Exercise instructions:
1: Translate into Spanish this sentence from the article on the H1N1 national emergency declaration: "But even if there really is a plot to manipulate the H1N1 virus scare into enforcing a sweeping expansion of federal power, today's "national emergency" falls far short of martial law."
2: List every person named in the article on the H1N1 national emergency declaration.
3: Continue the article on the H1N1 national emergency declaration from its last sentence.
(Text for analysis begins)
Is president's proclamation formality, or institution of Obama martial law?
By Drew Zahn
President Obama announced today that he has declared a "national emergency" over the H1N1 virus, a phrase with an ominous sound, but with little explanation offered by most of the news media.
The Associated Press, for example, merely stated that the declaration removes "bureaucratic roadblocks" and enables officials to "bypass federal rules." Other news outlets were even vaguer, saying the declaration waived federal requirements, but not saying what those requirements govern.
In the void of information, Internet rumors were quick to flame, centering on concerns over how the Obama administration might use the declared emergency to suddenly expand government power.
"Obama just declared H1N1 a national emergency," wrote a reader in an e-mail, "Here we go with martial law."
An article by Kurt Nimmo of InfoWars took the worry a step further, wondering if the White House's declaration engaged certain measures of the National Emergencies Act:
"In the weeks ahead," Nimmo writes, "we may witness a move toward martial law, forced vaccination and internment of those who refuse."
But even if there really is a plot to manipulate the H1N1 virus scare into enforcing a sweeping expansion of federal power, today's "national emergency" falls far short of martial law.
(Text for analysis ends)
(Information provided begins)
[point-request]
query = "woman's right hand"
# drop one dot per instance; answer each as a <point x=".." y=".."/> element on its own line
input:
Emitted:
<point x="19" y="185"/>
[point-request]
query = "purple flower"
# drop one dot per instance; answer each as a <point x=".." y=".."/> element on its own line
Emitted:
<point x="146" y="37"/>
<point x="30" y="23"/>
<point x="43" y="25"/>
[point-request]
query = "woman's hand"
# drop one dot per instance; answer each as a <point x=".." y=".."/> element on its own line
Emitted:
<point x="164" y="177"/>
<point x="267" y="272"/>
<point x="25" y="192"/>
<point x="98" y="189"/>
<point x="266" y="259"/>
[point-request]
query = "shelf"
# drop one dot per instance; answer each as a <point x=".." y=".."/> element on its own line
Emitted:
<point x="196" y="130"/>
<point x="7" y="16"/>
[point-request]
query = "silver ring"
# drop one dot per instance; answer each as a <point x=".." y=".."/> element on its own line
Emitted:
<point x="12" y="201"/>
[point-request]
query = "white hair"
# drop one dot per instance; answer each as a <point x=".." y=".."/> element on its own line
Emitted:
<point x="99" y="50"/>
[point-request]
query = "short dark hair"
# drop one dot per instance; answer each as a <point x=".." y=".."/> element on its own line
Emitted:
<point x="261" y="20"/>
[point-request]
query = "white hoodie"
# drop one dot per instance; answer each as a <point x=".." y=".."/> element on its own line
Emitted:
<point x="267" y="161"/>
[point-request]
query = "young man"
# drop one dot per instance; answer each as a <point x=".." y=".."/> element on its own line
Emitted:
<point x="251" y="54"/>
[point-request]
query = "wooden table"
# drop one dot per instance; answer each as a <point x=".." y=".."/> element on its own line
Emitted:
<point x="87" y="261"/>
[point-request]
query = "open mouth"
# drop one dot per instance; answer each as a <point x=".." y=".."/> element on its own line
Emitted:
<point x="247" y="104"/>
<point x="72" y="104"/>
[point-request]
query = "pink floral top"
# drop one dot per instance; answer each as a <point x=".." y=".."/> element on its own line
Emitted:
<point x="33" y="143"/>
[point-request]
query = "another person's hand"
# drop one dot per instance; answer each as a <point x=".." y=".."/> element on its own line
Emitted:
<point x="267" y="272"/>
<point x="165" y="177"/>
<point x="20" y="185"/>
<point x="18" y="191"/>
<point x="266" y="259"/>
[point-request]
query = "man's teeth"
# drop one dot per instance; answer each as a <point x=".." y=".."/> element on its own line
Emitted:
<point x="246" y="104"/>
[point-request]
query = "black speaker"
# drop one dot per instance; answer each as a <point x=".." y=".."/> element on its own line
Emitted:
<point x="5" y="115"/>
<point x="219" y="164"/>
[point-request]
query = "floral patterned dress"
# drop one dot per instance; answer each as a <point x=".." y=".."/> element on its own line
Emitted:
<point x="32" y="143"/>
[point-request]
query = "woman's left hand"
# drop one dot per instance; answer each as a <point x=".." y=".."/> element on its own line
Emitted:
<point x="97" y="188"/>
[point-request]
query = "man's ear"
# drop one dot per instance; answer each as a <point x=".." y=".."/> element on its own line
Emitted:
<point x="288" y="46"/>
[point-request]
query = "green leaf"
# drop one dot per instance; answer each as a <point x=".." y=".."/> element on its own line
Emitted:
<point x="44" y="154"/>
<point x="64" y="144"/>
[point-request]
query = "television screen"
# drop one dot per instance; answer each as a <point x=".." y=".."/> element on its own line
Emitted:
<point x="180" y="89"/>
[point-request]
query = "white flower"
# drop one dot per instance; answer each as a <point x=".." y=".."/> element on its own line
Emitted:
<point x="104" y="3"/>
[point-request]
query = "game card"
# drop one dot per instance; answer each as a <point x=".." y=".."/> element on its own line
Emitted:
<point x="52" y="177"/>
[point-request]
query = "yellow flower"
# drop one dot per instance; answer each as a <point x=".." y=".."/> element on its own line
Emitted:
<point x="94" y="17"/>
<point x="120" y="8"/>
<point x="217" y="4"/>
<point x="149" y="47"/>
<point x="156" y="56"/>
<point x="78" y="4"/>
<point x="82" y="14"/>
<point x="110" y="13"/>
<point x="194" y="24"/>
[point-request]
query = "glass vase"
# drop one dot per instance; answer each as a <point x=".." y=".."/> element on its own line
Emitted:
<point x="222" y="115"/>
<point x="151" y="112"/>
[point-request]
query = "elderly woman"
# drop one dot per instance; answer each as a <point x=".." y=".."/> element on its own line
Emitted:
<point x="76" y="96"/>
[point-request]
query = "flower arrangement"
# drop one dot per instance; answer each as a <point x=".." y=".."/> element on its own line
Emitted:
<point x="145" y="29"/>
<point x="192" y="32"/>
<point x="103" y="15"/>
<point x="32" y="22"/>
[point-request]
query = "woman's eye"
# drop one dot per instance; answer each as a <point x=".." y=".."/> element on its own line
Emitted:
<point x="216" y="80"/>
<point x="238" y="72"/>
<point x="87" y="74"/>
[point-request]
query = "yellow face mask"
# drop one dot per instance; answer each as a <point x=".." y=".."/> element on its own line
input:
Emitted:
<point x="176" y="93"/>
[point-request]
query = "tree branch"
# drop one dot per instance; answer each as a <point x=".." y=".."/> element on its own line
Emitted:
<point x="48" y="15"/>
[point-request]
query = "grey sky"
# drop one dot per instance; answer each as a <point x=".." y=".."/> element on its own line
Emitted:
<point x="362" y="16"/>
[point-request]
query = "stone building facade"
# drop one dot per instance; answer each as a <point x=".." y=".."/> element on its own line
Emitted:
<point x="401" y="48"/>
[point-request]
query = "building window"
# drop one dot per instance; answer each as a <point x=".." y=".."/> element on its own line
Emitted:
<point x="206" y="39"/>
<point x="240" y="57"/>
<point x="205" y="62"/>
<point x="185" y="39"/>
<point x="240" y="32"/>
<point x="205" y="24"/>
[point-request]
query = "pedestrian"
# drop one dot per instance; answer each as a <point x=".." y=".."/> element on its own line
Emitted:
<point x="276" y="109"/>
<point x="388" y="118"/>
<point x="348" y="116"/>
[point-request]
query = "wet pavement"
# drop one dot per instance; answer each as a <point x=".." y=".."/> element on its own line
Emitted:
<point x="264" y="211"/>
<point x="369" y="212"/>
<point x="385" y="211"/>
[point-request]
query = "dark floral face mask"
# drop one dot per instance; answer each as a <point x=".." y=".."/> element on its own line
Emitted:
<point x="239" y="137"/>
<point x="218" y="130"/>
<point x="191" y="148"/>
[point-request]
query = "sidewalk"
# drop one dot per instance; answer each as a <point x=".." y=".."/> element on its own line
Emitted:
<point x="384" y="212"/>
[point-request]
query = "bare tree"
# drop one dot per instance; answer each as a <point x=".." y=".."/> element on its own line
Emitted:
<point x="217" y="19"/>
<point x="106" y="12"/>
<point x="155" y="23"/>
(Information provided ends)
Answers to this exercise:
1: Pero incluso si realmente existe un complot para manipular el miedo al virus H1N1 con el fin de imponer una amplia expansión del poder federal, la "emergencia nacional" de hoy queda muy lejos de la ley marcial.

2:
President Obama
Drew Zahn
Kurt Nimmo

3:
In fact, the laws enacted by the president's proclamation do little more than clear administrative hurdles for quicker processing of Medicare payments, and the very provisions of the National Emergencies Act that the president cited in his proclamation actually limit the power his administration can take.
I, Barack Obama, President of the United States of America, by virtue of the authority vested in me by the Constitution and the laws of the United States, including sections 201 and 301 of the National Emergencies Act … do hereby find and proclaim that, given that the rapid increase in illness across the nation may overburden health care resources and that the temporary waiver of certain standard federal requirements may be warranted in order to enable U.S. health care facilities to implement emergency operations plans, the 2009 H1N1 influenza pandemic in the United States constitutes a national emergency.
Section 201 of the National Emergencies Act, however, simply requires the president to inform Congress in writing when a national emergency is declared – which he did today, after signing the declaration last night.
Section 301 forbids the president from taking up any powers of the National Emergencies Act save those he lists in the proclamation of emergency, requiring him to "specify the provisions of law under which he proposes that he, or other officers will act."
And what powers did Obama specify?
"I hereby declare," the proclamation states, "that the secretary [of Health and Human Services] may exercise the authority under section 1135 of the [Social Security Act]."
Section 1135, in turn, allows the Centers for Medicare & Medicaid Services, or CMS, to review on a case-by-case basis applications from health care providers who wish certain restrictions be waived.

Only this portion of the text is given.